Speaker
Description
Electronics developments are pursued for the trigger readout of the ATLAS Liquid-Argon Calorimeter towards the Phase-I upgrade scheduled in the LHC shut-down period of 2019-2020. The LAr Trigger Digitizer system will digitize 34000 channels at a 40 MHz sampling with 12 bit precision after the bipolar shaper at the front-end system, and transmit to the LAr Digital Processing system in the back-end to extract the transverse energies. Results of ASIC developments including QA and radiation hardness evaluations, performances of the final prototypes and results of the system integration tests will presented along with the overall system design.
Summary
The upgrade of the Large Hadron Collider (LHC) scheduled for a shut-down period in years 2019-2020, referred to as the Phase-I upgrade, will increase the instantaneous luminosity to about three times the design value. Since the current ATLAS trigger system does not allow for sufficient increase of the trigger rate, without an important loss of interesting physics, an improvement of the trigger system is required. The Liquid Argon (LAr) Calorimeter read-out will therefore be modified to use digital trigger signals with higher spatial granularity and higher precision in order to improve the identification efficiencies of electrons, photons, tau, jets and missing energy, at high background rejection rates already at the Level-1 trigger. The new trigger signals will be arranged in 34000 so-called Super Cells which achieve increased precision and 5-10 times better granularity than the trigger towers currently used and allow an improved background rejection.
The LAr trigger system will digitise the signals of the Super Cells at the front-end, close to the cryostat feedthrough outputs, at every LHC bunch-crossing with 12-bit precision at 40 MHz frequency. The data will be transmitted to the back-end on 5.12 Gb/s optical links using custom serialisers and optical converters. ASICs have been developed for the ADC, serialiser and transmitters for this project and prototype front-end boards are under test now, approaching series production. In the new back-end system, the received digital data will be processed with a FIR filter, on a FPGA (Intel-FPGA Arria-X) to identify the bunch crossing and extract the transverse energy with a fixed latency. The results of the digital processing are transferred to the level-1 trigger system "feature extractors" for trigger object reconstruction. The backend system is developed using the ATCA architecture. ATCA carrier blades with RTM will carry Advanced
Mezzanine Cards with the main FPGAs.

▶ [STORED DATA]

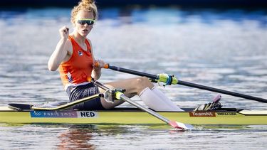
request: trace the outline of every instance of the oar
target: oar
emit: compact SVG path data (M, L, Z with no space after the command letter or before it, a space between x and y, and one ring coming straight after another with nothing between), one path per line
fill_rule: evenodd
M95 65L98 65L98 63L95 63ZM224 90L221 89L218 89L218 88L214 88L211 87L207 87L205 85L198 85L192 82L188 82L185 81L182 81L182 80L178 80L176 77L174 77L174 75L170 75L167 74L158 74L158 75L152 75L149 73L142 73L139 71L135 71L132 70L129 70L129 69L125 69L122 68L119 68L116 66L111 66L110 64L106 63L105 64L104 68L108 68L111 69L115 71L119 71L119 72L122 72L125 73L130 73L135 75L139 75L139 76L144 76L144 77L147 77L148 78L150 78L152 80L155 80L156 82L164 82L166 85L182 85L188 87L195 87L195 88L199 88L199 89L202 89L205 90L209 90L211 92L219 92L221 94L225 94L225 95L229 95L231 96L235 96L235 97L239 97L241 98L245 98L251 100L255 100L261 102L266 102L267 103L267 100L261 98L261 97L253 97L253 96L250 96L247 95L244 95L241 93L237 93L237 92L234 92L228 90Z
M94 82L94 84L97 86L98 86L99 87L103 89L104 90L106 90L106 91L112 91L112 89L110 89L106 86L105 86L104 85L101 84L100 82L96 81L96 80L92 80L92 81ZM150 114L151 115L155 117L156 118L166 122L167 124L169 124L170 126L172 126L172 127L174 128L176 128L176 129L183 129L183 130L187 130L187 129L194 129L194 127L191 124L184 124L184 123L182 123L182 122L176 122L176 121L171 121L169 119L168 119L167 118L160 115L159 114L148 109L148 108L146 108L144 106L135 102L135 101L132 101L131 99L128 98L127 97L126 97L122 92L119 91L119 90L117 90L115 92L115 93L113 93L115 95L115 97L117 99L117 100L124 100L125 102L129 102L130 104L137 107L137 108L140 109L142 109L144 110L145 112Z
M63 105L61 105L59 106L56 106L55 107L38 107L34 106L33 105L27 105L27 104L8 104L9 107L17 111L26 111L26 110L64 110L71 107L73 107L76 105L86 102L88 101L94 100L97 97L101 97L101 94L95 94L92 96L86 97L75 101L73 101L70 102L67 102Z

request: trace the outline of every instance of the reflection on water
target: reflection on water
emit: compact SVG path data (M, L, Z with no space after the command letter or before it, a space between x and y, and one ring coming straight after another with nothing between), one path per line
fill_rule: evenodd
M49 72L46 64L58 41L58 28L71 28L70 13L70 9L58 8L0 10L0 105L68 100L58 73ZM112 8L100 9L99 18L88 36L97 58L112 65L174 74L181 80L267 98L265 10ZM100 81L130 77L105 70ZM159 88L184 107L209 102L217 94L181 85ZM267 107L265 103L222 97L224 107ZM133 99L142 104L138 97ZM0 145L21 149L267 146L266 126L204 126L186 132L160 127L1 125Z
M8 147L9 144L14 146L14 149L20 149L36 147L53 149L165 149L167 146L171 149L194 147L212 149L209 146L216 146L220 149L230 146L261 149L266 146L263 142L267 135L266 126L207 125L197 128L199 129L177 132L167 126L138 124L0 126L0 133L5 136L0 136L0 139L4 146L1 148ZM21 136L23 139L16 138ZM236 140L239 142L236 143ZM257 142L262 144L256 144Z

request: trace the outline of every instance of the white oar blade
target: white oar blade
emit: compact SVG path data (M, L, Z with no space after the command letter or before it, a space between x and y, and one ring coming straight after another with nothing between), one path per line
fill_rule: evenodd
M183 130L194 129L194 127L191 124L184 124L184 123L175 122L175 121L170 121L169 125L171 125L174 128L179 129L183 129Z

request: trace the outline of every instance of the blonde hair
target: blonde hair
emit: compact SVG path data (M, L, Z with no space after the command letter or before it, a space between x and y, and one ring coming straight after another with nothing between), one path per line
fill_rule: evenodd
M73 10L71 11L71 23L73 24L75 22L75 18L79 11L86 11L89 12L93 12L94 16L94 19L97 19L98 18L98 8L95 4L94 0L81 0L79 4L74 6Z

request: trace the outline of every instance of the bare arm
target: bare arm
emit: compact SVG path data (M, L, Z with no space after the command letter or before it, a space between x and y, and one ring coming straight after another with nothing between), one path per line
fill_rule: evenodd
M68 49L69 48L70 43L68 41L68 28L66 26L63 26L59 29L61 35L61 39L58 41L55 50L52 53L48 63L48 67L49 70L56 70L64 58L68 55Z
M93 48L92 48L92 44L91 44L91 42L90 41L89 41L89 42L90 42L90 45L91 45L91 53L92 53L92 57L93 57L93 68L91 76L95 80L98 80L101 76L101 66L104 66L104 62L101 60L95 60L95 59ZM95 66L94 64L95 64L95 62L98 62L100 65L98 65L98 67Z

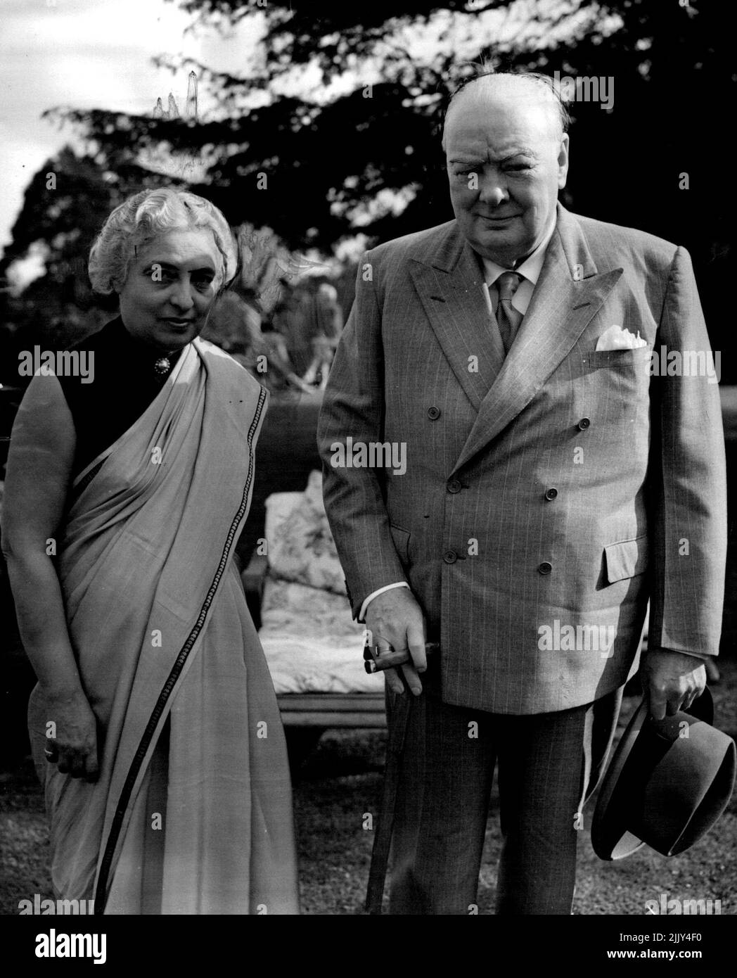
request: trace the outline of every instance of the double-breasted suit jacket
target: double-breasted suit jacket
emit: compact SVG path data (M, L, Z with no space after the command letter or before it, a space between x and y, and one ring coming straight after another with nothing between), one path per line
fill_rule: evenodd
M688 253L559 205L506 356L485 288L455 221L359 268L319 425L354 615L406 581L443 699L497 713L621 686L648 599L651 647L715 654L724 446ZM612 326L647 346L597 351ZM362 464L371 443L406 471Z

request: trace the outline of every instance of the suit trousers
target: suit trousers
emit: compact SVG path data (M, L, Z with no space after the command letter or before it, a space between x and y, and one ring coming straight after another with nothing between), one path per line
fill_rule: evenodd
M603 772L623 689L525 716L452 706L432 689L414 699L395 808L389 912L473 912L499 764L497 913L570 914L581 810ZM389 724L395 700L387 691Z

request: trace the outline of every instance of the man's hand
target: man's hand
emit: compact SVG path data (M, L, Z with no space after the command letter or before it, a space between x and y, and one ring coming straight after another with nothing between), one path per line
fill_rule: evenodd
M668 648L653 648L645 653L642 676L654 720L687 710L707 685L703 659Z
M412 662L400 666L408 686L418 696L422 684L417 673L427 668L425 657L425 623L422 610L409 588L392 588L378 595L366 609L366 627L373 642L383 639L398 651L409 648ZM396 669L384 673L392 692L404 692L405 687Z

▶ [ABOUT THIS EXERCISE]
Pick up the passage on the ATLAS Liquid-Argon trigger upgrade after its last sentence and continue it. The records are separate from the passage on the ATLAS Liquid-Argon trigger upgrade and unrelated to it.

▶ [THE ANSWER]
In order to verify the full functionality of the new LAr trigger readout system, a demonstrator set-up has been installed on one small section of ATLAS detector and has been operated in parallel to the regular ATLAS data taking during the LHC Run-2. We have collected data with 13 TeV proton-proton collisions during the LHC Run-2, and have observed real pulses from the detector through the demonstrator system. An upgraded demonstrator with pre-production boards are being installed on detector during the 2017-18 year end technical stop.
The talk will give an overview of the Phase-I Upgrade of the ATLAS Liquid Argon Calorimeter trigger readout and present the custom hardware including the real-time data processing and fast data transfer. The contribution will show the performance of the prototype boards in the demonstrator system including the newly developed ASICs with their radiation tolerance certification and quality assurance. Results of the system integration test with the final prototypes will be reported.